→ **Saved entries**:
━━━━━━

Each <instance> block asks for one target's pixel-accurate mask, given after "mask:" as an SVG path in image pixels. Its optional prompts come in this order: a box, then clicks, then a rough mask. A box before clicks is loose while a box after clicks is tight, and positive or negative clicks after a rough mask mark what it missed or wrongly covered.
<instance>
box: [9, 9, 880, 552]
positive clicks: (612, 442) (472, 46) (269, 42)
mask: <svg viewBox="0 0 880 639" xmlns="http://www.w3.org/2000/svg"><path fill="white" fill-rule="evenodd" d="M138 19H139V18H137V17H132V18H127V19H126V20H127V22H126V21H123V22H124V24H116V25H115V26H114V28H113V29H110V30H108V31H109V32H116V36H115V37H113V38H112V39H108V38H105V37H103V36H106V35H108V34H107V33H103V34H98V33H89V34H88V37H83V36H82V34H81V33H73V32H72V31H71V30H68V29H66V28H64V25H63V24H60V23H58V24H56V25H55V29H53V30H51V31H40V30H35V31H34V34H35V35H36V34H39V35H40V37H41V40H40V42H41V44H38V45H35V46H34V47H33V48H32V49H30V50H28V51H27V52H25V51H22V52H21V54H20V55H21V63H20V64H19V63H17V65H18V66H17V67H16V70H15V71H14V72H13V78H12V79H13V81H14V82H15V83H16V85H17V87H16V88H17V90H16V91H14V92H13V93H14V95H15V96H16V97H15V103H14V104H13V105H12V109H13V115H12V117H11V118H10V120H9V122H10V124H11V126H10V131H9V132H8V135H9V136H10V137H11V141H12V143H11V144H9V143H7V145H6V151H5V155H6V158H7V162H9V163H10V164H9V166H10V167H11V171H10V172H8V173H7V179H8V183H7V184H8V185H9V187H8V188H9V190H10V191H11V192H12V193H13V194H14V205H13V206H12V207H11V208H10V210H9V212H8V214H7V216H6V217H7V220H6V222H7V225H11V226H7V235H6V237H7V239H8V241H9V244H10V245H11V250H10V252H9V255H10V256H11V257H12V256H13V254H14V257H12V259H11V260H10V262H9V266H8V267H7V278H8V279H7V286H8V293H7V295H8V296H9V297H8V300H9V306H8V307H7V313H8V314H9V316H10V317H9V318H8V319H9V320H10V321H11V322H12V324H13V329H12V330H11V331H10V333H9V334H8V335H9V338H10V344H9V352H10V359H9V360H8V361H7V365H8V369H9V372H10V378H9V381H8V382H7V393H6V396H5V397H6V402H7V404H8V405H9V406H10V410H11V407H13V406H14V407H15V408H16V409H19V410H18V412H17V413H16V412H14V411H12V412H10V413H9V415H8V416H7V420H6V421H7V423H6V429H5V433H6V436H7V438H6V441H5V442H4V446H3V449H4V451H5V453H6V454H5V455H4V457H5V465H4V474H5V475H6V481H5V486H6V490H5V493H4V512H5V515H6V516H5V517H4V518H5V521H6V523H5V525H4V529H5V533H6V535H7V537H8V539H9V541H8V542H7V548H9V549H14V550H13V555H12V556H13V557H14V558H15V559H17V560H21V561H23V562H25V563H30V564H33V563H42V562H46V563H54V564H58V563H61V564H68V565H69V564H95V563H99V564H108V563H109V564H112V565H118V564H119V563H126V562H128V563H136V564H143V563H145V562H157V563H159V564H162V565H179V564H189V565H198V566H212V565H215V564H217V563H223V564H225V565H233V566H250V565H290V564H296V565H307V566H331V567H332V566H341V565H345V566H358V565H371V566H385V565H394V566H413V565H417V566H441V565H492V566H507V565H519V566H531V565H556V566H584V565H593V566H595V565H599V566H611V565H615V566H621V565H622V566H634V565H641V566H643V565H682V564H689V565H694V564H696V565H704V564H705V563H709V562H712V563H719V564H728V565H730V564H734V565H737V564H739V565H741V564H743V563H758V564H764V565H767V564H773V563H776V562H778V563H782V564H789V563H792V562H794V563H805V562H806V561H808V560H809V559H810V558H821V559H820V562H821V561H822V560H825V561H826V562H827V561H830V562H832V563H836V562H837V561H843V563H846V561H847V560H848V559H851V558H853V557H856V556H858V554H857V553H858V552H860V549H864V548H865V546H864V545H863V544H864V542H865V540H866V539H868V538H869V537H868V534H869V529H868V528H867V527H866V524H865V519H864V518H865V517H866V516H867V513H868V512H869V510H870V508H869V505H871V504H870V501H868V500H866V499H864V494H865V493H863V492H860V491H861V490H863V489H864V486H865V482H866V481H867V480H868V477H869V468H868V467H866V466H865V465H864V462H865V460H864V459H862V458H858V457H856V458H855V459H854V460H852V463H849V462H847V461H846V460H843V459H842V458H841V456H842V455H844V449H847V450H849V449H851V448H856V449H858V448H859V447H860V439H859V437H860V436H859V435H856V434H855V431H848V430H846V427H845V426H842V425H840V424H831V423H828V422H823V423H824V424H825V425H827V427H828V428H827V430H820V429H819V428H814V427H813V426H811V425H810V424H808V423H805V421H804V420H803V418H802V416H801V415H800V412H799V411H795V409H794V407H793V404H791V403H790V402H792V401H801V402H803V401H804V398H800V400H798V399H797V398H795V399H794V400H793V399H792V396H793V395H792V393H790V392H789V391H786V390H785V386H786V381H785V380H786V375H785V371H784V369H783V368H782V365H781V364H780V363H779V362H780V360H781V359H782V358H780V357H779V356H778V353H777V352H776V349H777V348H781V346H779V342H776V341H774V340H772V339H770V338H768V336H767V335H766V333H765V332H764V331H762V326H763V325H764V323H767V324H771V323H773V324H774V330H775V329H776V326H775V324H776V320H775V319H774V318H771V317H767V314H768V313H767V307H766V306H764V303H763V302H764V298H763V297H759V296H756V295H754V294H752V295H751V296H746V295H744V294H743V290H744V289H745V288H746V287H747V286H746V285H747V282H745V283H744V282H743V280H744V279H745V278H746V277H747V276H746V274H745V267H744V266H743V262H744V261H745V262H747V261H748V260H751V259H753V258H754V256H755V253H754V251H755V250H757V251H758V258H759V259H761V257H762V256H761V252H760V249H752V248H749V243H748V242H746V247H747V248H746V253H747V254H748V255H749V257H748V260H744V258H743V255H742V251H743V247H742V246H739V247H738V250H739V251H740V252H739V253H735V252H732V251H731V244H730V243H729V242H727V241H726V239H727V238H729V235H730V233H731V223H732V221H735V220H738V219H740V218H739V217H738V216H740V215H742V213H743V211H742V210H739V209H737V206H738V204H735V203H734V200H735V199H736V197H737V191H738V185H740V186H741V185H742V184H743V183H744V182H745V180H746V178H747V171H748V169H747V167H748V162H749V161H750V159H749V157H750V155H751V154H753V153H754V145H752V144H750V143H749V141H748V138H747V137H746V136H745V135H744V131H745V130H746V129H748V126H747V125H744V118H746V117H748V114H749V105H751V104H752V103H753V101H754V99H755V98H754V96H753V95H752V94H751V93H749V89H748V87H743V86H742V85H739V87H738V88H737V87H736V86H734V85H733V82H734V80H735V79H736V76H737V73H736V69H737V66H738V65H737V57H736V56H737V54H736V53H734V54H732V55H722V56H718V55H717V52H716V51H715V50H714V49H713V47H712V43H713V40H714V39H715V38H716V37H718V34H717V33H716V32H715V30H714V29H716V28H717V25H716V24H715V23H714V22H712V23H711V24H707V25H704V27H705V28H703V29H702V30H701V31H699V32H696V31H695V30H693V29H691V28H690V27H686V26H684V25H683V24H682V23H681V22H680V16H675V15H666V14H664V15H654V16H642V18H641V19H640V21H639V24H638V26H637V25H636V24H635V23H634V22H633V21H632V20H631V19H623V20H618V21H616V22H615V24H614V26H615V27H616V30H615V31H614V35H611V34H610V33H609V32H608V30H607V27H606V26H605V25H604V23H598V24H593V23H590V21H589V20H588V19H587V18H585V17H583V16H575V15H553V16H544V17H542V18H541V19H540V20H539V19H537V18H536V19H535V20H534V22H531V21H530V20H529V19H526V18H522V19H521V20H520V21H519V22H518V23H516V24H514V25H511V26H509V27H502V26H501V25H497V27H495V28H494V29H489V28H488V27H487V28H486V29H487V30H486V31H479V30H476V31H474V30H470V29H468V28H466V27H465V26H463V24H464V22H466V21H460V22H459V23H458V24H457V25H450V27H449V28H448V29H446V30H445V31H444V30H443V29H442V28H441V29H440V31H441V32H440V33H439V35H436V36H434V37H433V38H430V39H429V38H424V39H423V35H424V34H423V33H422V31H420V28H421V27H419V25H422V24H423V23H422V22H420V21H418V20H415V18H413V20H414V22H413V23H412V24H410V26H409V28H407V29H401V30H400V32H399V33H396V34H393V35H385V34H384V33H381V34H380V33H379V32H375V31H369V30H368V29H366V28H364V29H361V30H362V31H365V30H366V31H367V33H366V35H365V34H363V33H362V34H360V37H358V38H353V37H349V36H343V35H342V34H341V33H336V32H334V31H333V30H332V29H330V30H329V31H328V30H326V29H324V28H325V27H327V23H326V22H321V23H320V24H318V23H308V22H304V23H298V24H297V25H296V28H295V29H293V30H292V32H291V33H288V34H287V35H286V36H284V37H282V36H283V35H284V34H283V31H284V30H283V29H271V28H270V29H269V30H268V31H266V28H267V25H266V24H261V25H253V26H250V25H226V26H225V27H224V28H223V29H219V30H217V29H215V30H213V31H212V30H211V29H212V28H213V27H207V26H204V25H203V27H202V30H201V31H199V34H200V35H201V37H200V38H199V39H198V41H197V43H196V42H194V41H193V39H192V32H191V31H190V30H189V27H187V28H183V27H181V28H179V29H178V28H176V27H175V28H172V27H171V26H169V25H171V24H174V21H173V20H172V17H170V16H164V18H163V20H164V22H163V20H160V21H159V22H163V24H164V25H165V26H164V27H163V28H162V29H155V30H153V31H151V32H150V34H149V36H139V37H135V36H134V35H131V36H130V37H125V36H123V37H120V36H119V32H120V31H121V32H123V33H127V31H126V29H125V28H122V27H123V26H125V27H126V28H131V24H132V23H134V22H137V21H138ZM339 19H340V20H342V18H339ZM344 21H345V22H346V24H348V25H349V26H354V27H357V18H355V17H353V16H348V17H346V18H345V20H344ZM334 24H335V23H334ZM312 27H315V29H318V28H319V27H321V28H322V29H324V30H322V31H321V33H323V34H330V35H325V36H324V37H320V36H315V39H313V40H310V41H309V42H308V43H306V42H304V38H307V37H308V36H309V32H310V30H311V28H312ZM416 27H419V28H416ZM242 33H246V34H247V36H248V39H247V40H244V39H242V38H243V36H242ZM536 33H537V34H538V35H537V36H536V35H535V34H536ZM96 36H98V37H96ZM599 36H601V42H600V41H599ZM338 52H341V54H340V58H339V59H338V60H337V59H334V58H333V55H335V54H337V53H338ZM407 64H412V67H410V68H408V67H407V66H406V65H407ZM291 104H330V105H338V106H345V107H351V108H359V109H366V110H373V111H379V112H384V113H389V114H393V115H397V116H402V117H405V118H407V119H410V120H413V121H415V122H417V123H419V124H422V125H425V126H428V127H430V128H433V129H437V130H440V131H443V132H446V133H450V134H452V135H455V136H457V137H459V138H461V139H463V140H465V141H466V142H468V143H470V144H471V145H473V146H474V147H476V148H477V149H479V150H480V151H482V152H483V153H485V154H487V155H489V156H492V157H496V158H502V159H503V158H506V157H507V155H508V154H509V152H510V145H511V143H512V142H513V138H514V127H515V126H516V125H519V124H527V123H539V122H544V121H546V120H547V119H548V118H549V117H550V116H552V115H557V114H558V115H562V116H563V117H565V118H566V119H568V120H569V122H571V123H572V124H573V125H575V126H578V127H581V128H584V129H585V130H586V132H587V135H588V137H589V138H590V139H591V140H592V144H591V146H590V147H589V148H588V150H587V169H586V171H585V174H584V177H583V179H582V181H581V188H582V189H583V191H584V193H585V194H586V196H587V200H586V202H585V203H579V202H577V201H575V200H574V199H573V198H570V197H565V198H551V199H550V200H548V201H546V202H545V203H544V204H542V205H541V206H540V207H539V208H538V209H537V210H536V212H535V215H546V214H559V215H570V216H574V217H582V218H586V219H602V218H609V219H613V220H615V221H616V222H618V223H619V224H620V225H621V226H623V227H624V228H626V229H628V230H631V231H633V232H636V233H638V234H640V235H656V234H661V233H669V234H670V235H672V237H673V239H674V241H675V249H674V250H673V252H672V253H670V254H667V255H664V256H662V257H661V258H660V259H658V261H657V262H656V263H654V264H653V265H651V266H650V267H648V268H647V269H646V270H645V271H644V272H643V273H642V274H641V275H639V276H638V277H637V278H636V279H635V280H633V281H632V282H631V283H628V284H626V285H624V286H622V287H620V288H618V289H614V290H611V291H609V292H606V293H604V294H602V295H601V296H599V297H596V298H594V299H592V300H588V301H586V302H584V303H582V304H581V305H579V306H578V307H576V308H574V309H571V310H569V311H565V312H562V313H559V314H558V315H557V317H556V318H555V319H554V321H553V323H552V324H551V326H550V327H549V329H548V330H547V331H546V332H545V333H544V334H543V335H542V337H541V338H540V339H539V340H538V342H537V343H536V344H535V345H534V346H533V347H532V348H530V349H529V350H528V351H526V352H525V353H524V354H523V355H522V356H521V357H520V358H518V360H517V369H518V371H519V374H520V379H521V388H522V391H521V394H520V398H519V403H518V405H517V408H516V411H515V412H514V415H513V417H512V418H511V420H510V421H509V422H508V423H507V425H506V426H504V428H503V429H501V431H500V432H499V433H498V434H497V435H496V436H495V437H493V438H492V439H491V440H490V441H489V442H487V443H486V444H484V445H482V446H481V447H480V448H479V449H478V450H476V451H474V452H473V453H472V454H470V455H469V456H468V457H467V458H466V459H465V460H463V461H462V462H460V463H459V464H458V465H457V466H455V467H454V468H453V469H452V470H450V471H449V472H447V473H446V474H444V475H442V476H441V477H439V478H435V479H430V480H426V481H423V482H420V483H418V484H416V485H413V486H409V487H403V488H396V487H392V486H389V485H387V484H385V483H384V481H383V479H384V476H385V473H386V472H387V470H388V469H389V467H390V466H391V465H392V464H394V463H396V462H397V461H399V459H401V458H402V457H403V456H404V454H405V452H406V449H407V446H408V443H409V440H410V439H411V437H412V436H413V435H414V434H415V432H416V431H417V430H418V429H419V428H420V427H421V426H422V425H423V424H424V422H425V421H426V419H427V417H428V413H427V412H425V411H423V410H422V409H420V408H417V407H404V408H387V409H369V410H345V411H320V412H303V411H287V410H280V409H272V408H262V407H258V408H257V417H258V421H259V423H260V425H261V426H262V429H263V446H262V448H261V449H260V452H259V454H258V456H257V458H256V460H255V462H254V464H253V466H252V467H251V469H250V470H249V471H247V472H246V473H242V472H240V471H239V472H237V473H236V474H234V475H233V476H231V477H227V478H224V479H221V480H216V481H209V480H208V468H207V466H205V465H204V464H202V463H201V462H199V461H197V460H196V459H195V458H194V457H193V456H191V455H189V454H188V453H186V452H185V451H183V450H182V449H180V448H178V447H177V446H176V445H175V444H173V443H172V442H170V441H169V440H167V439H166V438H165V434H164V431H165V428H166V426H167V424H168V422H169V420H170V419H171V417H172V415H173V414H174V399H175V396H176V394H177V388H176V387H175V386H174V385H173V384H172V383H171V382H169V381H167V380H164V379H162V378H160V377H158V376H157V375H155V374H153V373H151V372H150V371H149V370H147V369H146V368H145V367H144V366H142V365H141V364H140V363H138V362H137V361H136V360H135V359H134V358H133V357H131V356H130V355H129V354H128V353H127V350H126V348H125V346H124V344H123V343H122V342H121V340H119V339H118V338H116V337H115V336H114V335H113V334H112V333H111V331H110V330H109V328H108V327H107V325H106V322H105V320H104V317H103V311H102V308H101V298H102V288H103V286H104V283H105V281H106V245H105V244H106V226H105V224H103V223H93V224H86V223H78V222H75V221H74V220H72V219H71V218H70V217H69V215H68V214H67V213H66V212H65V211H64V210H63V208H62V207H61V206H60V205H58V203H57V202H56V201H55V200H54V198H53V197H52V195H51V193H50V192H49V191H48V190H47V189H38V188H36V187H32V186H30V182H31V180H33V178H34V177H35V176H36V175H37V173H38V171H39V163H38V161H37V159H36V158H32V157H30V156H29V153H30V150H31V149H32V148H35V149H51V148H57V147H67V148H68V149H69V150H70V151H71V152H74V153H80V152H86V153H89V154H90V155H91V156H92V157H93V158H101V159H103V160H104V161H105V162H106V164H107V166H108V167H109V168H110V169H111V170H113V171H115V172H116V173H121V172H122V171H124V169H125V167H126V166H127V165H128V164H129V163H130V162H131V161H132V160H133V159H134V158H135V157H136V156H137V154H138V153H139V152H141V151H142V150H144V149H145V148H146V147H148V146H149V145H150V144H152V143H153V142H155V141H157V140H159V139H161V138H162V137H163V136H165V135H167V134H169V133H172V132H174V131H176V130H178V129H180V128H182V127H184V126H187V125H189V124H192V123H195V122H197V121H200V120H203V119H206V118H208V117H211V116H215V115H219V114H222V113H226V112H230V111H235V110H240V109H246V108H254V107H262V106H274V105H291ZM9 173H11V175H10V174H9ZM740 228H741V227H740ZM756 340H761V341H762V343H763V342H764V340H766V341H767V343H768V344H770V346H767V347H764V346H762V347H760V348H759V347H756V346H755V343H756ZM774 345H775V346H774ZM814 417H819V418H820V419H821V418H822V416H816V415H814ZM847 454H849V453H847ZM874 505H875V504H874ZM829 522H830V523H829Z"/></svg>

━━━━━━

→ **Work instruction**: Print the lines unchanged, starting with the first line of the records and going on through the line with "positive clicks: (612, 442)".

→ **Task answer**:
Each <instance> block asks for one target's pixel-accurate mask, given after "mask:" as an SVG path in image pixels. Its optional prompts come in this order: a box, then clicks, then a rough mask. A box before clicks is loose while a box after clicks is tight, and positive or negative clicks after a rough mask mark what it missed or wrongly covered.
<instance>
box: [9, 9, 880, 552]
positive clicks: (612, 442) (472, 46) (269, 42)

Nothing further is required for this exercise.